> **Brief**
Reproduce the entries below exactly, but only from the line containing "e.g. [[112, 20]]" to the line containing "e.g. [[284, 119]]", inclusive.

> **Supplied data**
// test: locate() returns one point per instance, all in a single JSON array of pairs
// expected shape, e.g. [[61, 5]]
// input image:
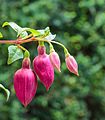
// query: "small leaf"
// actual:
[[17, 28], [33, 31], [6, 90], [14, 53], [47, 34], [1, 35]]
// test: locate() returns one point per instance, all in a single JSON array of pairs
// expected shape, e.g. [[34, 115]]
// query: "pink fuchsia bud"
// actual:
[[72, 64], [43, 67], [55, 60], [25, 83]]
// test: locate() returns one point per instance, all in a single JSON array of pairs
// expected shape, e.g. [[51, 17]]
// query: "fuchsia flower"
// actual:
[[25, 83], [55, 60], [43, 67], [72, 64]]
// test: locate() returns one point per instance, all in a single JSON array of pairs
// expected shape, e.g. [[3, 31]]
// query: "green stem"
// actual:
[[26, 53], [41, 43], [65, 49]]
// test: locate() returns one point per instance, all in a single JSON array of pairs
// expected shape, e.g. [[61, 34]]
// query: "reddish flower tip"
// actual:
[[44, 68], [25, 84], [55, 60], [72, 64]]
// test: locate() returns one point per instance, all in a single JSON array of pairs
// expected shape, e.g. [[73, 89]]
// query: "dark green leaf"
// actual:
[[14, 53], [1, 35], [17, 28], [33, 31]]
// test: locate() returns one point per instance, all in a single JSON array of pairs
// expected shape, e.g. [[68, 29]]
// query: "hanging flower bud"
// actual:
[[55, 60], [25, 83], [71, 64], [43, 67]]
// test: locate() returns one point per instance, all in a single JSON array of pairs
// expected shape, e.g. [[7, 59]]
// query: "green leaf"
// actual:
[[14, 53], [47, 34], [33, 31], [1, 35], [17, 28], [6, 90]]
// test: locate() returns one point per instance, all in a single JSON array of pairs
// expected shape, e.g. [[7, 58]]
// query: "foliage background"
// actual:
[[80, 26]]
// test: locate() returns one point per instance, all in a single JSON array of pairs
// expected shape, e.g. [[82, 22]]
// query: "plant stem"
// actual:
[[21, 41]]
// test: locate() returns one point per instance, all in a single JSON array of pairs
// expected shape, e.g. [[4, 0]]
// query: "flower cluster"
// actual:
[[25, 80]]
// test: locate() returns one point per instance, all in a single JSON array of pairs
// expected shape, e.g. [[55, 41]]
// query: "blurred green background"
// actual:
[[80, 26]]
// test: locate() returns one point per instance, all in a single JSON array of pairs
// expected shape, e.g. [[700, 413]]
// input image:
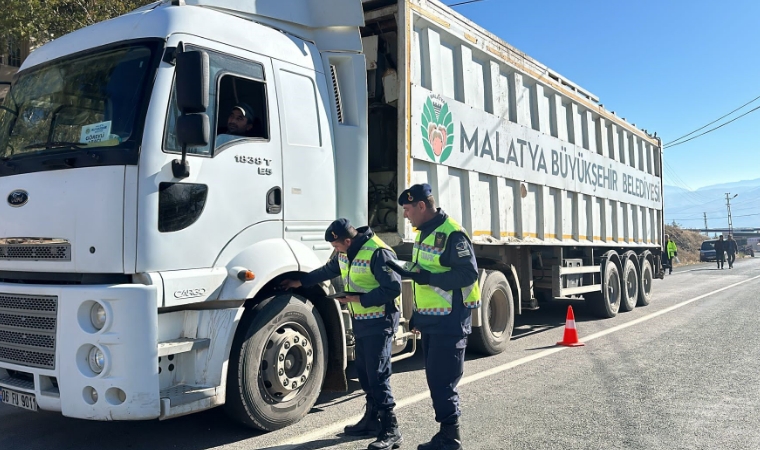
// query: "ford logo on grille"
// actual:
[[18, 198]]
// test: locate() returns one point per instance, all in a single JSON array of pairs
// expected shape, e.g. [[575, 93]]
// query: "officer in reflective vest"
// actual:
[[373, 300], [445, 292]]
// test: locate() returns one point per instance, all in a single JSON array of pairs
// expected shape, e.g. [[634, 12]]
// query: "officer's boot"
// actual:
[[446, 439], [389, 436], [369, 425]]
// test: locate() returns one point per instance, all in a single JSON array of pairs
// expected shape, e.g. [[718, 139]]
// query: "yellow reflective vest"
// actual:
[[431, 300], [358, 278]]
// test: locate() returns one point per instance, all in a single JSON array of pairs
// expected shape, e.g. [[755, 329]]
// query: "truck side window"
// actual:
[[242, 110], [238, 88]]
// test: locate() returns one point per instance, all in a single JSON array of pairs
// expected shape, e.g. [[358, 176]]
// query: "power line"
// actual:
[[689, 134], [712, 129], [464, 3]]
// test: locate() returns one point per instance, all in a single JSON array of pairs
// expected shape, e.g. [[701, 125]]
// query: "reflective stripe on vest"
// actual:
[[431, 300], [358, 278]]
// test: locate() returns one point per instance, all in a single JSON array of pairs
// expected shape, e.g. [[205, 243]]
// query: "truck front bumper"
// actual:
[[47, 337]]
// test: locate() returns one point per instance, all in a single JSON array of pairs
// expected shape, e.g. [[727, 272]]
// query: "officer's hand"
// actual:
[[290, 284], [422, 277]]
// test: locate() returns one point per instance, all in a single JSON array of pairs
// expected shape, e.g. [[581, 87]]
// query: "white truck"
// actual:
[[140, 259]]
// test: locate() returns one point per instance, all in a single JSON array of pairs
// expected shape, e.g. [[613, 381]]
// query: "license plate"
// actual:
[[19, 399]]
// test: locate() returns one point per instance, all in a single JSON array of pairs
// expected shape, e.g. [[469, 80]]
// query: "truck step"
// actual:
[[529, 305], [181, 345], [183, 394]]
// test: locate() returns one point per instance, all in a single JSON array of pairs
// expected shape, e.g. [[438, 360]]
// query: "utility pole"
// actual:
[[728, 208]]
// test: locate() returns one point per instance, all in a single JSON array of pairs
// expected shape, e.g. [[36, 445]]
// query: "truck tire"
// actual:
[[630, 284], [645, 283], [606, 303], [282, 345], [498, 313]]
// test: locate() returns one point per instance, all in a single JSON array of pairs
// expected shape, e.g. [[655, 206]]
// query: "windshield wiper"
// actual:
[[56, 144]]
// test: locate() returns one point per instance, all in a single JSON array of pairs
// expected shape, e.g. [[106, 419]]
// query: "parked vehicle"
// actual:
[[140, 260]]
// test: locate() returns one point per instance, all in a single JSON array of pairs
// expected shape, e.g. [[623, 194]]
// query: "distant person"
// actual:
[[240, 123], [720, 248], [671, 251], [732, 248]]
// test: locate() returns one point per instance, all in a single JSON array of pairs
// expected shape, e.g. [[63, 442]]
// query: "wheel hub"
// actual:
[[287, 362]]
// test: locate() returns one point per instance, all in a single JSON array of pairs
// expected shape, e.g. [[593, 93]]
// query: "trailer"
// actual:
[[141, 252]]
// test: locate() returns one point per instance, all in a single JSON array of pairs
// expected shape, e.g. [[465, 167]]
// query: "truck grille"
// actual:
[[43, 252], [27, 329]]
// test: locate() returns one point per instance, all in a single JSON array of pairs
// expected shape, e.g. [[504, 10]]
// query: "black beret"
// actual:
[[338, 230], [414, 194]]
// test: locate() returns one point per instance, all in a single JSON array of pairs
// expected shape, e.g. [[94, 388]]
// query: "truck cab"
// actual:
[[130, 289]]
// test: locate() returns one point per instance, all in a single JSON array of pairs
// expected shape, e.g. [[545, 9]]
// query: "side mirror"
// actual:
[[192, 81], [192, 84]]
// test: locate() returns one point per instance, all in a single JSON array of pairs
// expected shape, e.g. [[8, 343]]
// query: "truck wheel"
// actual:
[[630, 285], [498, 314], [606, 303], [277, 364], [645, 286]]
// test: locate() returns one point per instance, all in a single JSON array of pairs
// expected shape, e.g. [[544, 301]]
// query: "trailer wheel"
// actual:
[[645, 286], [606, 303], [497, 309], [277, 364], [630, 284]]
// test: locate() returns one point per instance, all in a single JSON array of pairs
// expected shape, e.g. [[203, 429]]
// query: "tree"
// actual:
[[43, 20]]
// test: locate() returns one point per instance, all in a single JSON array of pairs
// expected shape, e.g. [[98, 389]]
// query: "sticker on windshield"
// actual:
[[95, 132]]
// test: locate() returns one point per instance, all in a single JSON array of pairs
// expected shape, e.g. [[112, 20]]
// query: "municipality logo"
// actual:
[[437, 129]]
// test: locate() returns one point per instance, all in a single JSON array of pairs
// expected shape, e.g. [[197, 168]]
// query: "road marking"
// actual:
[[338, 426]]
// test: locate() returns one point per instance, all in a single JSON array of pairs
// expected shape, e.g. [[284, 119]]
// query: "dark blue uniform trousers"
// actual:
[[373, 366], [444, 366]]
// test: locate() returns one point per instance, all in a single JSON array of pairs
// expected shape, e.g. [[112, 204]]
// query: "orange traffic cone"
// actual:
[[571, 334]]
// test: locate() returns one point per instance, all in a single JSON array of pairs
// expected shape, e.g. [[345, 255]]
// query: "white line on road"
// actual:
[[338, 426]]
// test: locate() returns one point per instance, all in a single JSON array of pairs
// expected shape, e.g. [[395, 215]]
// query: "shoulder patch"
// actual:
[[440, 240]]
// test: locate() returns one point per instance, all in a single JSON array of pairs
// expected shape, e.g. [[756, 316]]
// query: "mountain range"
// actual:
[[687, 207]]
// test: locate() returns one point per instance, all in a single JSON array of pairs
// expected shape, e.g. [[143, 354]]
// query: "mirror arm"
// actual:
[[181, 168]]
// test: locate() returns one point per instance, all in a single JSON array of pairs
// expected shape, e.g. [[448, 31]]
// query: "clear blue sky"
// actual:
[[667, 66]]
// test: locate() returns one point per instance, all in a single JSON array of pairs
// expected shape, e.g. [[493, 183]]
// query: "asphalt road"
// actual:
[[681, 373]]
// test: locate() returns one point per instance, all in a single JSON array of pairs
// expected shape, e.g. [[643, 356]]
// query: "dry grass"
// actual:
[[688, 243]]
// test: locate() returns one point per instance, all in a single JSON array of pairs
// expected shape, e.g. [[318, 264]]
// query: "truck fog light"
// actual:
[[96, 359], [98, 316]]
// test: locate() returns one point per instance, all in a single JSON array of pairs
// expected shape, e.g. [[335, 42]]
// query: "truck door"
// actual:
[[234, 190], [309, 182]]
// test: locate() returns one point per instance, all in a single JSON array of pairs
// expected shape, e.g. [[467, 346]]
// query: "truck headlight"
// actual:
[[98, 316], [97, 359]]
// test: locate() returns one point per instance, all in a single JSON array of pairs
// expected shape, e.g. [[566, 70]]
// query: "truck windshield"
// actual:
[[95, 101]]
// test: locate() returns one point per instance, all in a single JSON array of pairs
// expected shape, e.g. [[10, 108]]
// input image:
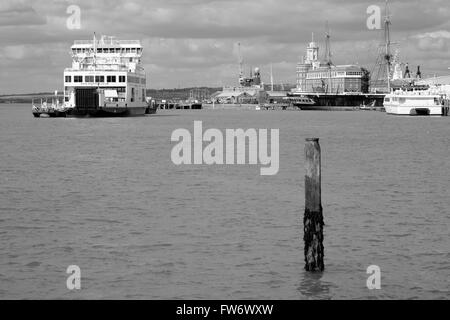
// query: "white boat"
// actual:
[[106, 79], [432, 102]]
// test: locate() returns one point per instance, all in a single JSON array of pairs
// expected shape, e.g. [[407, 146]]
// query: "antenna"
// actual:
[[95, 52], [271, 76], [241, 61], [327, 45], [387, 40]]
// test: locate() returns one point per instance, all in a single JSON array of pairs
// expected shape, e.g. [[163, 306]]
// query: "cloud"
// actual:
[[193, 42], [15, 13]]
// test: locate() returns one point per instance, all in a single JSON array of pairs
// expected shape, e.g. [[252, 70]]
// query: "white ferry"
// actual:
[[432, 102], [106, 79]]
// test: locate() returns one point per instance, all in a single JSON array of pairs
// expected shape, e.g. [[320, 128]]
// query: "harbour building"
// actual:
[[316, 76]]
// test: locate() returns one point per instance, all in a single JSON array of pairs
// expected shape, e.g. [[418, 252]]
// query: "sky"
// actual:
[[191, 43]]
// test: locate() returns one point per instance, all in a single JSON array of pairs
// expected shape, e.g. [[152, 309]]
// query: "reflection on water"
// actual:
[[103, 194], [313, 287]]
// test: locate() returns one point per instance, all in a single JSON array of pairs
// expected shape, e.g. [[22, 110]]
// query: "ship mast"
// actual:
[[241, 61], [271, 76], [387, 40], [95, 52], [328, 55]]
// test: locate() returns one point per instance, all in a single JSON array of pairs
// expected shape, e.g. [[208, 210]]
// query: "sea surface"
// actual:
[[103, 194]]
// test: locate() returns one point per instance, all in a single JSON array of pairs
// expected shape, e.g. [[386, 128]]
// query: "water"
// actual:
[[103, 194]]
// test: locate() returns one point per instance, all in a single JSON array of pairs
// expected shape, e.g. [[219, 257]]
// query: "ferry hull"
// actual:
[[108, 112]]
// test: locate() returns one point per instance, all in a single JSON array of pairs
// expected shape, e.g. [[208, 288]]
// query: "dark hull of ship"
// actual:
[[53, 114], [338, 102], [108, 112]]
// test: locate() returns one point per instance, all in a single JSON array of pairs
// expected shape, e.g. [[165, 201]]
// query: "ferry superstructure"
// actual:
[[106, 78]]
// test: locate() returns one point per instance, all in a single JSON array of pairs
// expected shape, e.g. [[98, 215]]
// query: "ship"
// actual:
[[106, 79], [432, 102], [330, 86]]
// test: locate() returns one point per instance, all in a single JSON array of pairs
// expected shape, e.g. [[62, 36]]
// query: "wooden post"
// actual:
[[313, 218]]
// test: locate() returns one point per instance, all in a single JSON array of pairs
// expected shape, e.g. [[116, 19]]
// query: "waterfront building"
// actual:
[[316, 76]]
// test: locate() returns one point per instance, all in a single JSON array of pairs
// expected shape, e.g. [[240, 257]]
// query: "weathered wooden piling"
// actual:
[[313, 217]]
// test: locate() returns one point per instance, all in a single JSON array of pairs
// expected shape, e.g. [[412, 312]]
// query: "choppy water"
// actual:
[[103, 194]]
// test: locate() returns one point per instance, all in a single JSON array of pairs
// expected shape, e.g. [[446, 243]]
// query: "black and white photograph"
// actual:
[[239, 152]]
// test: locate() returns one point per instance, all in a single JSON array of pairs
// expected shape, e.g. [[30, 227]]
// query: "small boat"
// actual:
[[44, 110], [430, 102], [370, 106]]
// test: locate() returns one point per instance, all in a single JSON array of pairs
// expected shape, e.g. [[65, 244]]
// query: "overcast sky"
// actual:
[[194, 42]]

> **Solution for this task**
// expected shape, e.g. [[112, 20]]
// query: "municipality logo"
// actual:
[[437, 129]]
// test: locate() returns one point per instance, all in a single JSON array of pairs
// expected shape, e.g. [[197, 168]]
// query: "road marking"
// actual:
[[338, 426]]
// test: locate() returns one point per instance, all in a single JSON array of pairs
// expected shape, e.g. [[284, 119]]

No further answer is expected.